## [Directions for this task]
Reproduce the entries word for word, from their very first line through the line containing "108 16 L 108", with both of those lines included.

## [Data to use]
........

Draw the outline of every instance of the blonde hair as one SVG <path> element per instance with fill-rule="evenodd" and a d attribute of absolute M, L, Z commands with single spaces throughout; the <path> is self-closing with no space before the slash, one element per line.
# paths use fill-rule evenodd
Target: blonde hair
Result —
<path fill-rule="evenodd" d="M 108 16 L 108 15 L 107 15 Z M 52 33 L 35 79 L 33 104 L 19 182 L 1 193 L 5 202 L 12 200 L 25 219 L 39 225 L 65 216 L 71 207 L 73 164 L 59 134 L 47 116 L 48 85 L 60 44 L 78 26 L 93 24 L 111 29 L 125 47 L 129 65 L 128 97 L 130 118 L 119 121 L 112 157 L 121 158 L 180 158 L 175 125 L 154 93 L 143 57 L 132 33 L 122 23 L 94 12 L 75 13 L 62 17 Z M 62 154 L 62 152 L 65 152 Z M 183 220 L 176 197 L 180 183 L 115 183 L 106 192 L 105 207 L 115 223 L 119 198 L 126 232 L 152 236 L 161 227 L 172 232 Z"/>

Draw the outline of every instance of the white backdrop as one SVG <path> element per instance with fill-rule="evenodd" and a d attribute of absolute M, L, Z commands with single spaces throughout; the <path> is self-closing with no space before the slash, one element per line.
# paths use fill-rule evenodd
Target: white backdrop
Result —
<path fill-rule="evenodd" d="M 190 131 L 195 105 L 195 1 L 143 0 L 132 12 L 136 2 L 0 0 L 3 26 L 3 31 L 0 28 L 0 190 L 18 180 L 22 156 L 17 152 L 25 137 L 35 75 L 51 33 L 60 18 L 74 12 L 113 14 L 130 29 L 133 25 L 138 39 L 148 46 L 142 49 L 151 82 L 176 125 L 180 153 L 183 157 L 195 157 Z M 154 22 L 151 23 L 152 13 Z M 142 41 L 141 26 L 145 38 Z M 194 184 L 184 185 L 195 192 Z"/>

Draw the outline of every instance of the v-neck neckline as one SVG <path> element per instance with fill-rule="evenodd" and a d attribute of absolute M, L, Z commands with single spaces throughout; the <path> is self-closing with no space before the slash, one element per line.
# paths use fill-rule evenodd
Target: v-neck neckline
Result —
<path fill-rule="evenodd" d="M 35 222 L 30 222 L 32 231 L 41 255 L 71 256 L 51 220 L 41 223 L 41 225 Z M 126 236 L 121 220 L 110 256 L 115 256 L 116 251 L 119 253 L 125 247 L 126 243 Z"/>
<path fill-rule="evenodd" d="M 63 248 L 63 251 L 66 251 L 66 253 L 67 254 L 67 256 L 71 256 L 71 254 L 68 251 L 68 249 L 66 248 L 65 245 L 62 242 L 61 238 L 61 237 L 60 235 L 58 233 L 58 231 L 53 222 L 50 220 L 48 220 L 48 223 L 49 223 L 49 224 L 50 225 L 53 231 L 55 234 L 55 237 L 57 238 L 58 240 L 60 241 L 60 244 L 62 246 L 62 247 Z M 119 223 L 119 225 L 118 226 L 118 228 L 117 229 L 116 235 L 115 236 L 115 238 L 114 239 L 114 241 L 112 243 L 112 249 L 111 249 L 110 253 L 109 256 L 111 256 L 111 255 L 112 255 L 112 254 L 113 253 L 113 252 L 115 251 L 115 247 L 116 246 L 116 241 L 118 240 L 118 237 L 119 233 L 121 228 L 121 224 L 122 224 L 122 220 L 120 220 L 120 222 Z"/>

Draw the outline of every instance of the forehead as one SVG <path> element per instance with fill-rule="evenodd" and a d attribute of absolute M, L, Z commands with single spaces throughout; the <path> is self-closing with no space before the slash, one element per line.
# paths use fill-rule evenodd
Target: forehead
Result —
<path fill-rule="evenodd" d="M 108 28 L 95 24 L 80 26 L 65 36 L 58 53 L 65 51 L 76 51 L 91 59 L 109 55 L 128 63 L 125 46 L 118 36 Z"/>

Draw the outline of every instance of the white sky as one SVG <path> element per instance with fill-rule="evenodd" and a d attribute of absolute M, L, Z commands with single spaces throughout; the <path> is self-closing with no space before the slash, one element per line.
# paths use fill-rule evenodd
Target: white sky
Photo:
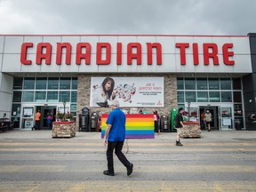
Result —
<path fill-rule="evenodd" d="M 246 36 L 255 0 L 0 0 L 0 34 Z"/>

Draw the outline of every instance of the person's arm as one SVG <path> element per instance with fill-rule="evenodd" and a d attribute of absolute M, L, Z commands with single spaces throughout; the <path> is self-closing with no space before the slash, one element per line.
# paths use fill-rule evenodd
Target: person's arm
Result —
<path fill-rule="evenodd" d="M 105 146 L 107 145 L 108 136 L 108 133 L 110 132 L 111 127 L 112 127 L 111 124 L 108 124 L 107 125 L 107 128 L 106 128 L 106 131 L 105 131 L 105 135 L 104 135 L 104 141 L 103 141 Z"/>

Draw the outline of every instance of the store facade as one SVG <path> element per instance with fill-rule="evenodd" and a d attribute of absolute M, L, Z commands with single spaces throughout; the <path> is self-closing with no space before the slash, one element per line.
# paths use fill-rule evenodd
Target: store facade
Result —
<path fill-rule="evenodd" d="M 127 113 L 140 108 L 170 116 L 171 108 L 183 107 L 189 120 L 200 121 L 200 114 L 210 110 L 213 129 L 251 130 L 253 124 L 246 121 L 256 111 L 254 38 L 0 36 L 0 116 L 31 129 L 37 110 L 44 127 L 48 113 L 78 116 L 84 108 L 109 112 L 112 99 L 103 100 L 100 89 L 111 79 L 111 94 Z"/>

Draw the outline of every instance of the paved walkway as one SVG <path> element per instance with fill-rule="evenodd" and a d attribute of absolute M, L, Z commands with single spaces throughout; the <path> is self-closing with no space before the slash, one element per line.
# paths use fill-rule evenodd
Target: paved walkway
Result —
<path fill-rule="evenodd" d="M 255 191 L 256 132 L 206 131 L 201 139 L 175 132 L 154 140 L 128 140 L 124 152 L 133 172 L 115 161 L 114 177 L 106 170 L 100 132 L 76 132 L 52 139 L 51 131 L 0 133 L 0 191 Z"/>

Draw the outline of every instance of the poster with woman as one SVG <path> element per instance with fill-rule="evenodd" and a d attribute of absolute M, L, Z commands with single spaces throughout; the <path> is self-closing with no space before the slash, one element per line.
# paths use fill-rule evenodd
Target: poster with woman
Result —
<path fill-rule="evenodd" d="M 90 107 L 164 107 L 164 77 L 92 77 Z"/>

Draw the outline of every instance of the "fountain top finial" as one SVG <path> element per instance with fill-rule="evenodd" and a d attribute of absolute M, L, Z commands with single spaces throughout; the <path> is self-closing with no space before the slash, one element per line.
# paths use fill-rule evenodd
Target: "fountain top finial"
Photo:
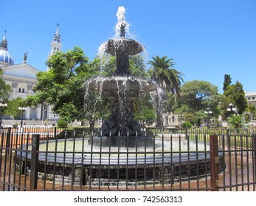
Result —
<path fill-rule="evenodd" d="M 125 21 L 125 8 L 124 7 L 119 7 L 117 13 L 117 30 L 120 30 L 120 38 L 125 38 L 125 26 L 127 26 L 127 22 Z"/>

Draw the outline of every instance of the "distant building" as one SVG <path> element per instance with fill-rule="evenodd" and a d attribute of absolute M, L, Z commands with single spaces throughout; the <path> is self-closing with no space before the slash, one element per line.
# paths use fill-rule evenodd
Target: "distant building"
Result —
<path fill-rule="evenodd" d="M 247 103 L 256 106 L 256 91 L 246 92 L 245 94 Z"/>
<path fill-rule="evenodd" d="M 58 24 L 49 57 L 56 51 L 60 51 L 61 46 Z M 39 72 L 39 70 L 29 65 L 27 58 L 27 52 L 24 54 L 22 63 L 14 64 L 14 60 L 7 50 L 7 40 L 5 32 L 0 43 L 0 69 L 4 72 L 2 79 L 13 89 L 11 99 L 18 97 L 25 99 L 27 96 L 35 94 L 32 89 L 37 82 L 36 74 Z M 24 113 L 23 118 L 24 120 L 55 120 L 56 116 L 52 113 L 50 106 L 40 105 L 35 108 L 27 107 Z"/>

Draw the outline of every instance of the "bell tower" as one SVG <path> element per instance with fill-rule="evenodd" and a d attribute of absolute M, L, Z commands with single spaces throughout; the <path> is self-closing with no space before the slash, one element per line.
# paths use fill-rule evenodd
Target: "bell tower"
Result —
<path fill-rule="evenodd" d="M 61 51 L 62 44 L 61 44 L 60 35 L 59 34 L 59 26 L 60 24 L 58 23 L 56 32 L 53 36 L 53 40 L 52 42 L 50 55 L 52 55 L 55 52 Z"/>

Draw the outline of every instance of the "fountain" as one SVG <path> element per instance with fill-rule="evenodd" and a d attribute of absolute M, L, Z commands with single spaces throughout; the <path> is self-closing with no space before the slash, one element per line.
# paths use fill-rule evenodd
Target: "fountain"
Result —
<path fill-rule="evenodd" d="M 139 98 L 145 93 L 156 90 L 156 84 L 151 79 L 143 79 L 131 76 L 129 71 L 129 56 L 142 52 L 143 46 L 134 39 L 125 38 L 125 27 L 128 24 L 125 19 L 125 10 L 119 7 L 117 13 L 118 21 L 116 25 L 119 36 L 103 43 L 100 48 L 103 52 L 115 56 L 116 70 L 111 77 L 97 78 L 90 80 L 88 84 L 89 90 L 95 90 L 103 98 L 111 102 L 111 115 L 108 121 L 102 126 L 103 138 L 94 137 L 92 143 L 99 143 L 103 141 L 103 145 L 109 142 L 111 136 L 111 146 L 135 146 L 135 137 L 139 144 L 146 141 L 148 145 L 153 145 L 153 139 L 142 136 L 140 124 L 134 121 L 131 100 Z M 127 145 L 127 136 L 130 144 Z M 118 137 L 118 138 L 117 138 Z"/>
<path fill-rule="evenodd" d="M 125 37 L 128 24 L 125 11 L 121 7 L 117 14 L 119 35 L 101 46 L 105 52 L 115 55 L 115 71 L 111 77 L 97 77 L 86 84 L 87 91 L 97 92 L 111 102 L 111 115 L 103 124 L 100 134 L 89 138 L 74 134 L 70 138 L 66 134 L 64 139 L 41 142 L 38 171 L 42 176 L 66 177 L 66 182 L 77 180 L 80 185 L 128 186 L 172 183 L 209 174 L 210 154 L 195 152 L 209 151 L 208 144 L 181 137 L 173 140 L 172 136 L 143 134 L 139 124 L 134 120 L 132 100 L 156 92 L 158 86 L 150 79 L 131 75 L 129 55 L 139 54 L 144 48 Z M 58 153 L 54 152 L 56 149 Z M 22 160 L 27 158 L 24 162 L 30 162 L 30 154 L 18 155 Z"/>

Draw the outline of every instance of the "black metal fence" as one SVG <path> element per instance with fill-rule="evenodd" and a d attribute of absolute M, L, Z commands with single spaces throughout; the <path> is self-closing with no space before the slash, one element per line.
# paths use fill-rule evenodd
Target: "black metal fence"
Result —
<path fill-rule="evenodd" d="M 255 131 L 5 128 L 0 190 L 255 191 Z"/>

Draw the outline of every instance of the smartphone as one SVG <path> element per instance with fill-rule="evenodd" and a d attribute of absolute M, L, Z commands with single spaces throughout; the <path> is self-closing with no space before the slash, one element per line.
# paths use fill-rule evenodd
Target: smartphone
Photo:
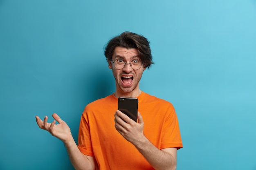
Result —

........

## [Result]
Draw the outline of every instance of the blonde hair as one SVG <path> element per instance with fill-rule="evenodd" and a d attribute of absolute M, L, Z commands with single spaces throughout; the <path> is self-closing with no space before the slash, one element per line.
# paths use fill-rule evenodd
Target: blonde hair
Result —
<path fill-rule="evenodd" d="M 108 16 L 108 15 L 107 15 Z M 52 33 L 35 79 L 33 104 L 19 182 L 1 193 L 5 202 L 12 200 L 25 219 L 39 225 L 65 216 L 71 207 L 73 164 L 59 134 L 47 116 L 48 85 L 60 44 L 78 26 L 93 24 L 111 29 L 125 47 L 129 65 L 128 97 L 130 118 L 119 121 L 112 157 L 121 158 L 180 158 L 175 125 L 154 93 L 143 57 L 132 33 L 122 23 L 94 12 L 75 13 L 62 17 Z M 62 154 L 62 152 L 65 152 Z M 183 220 L 176 197 L 180 183 L 115 183 L 106 192 L 105 207 L 115 223 L 119 198 L 126 232 L 152 236 L 161 227 L 172 232 Z"/>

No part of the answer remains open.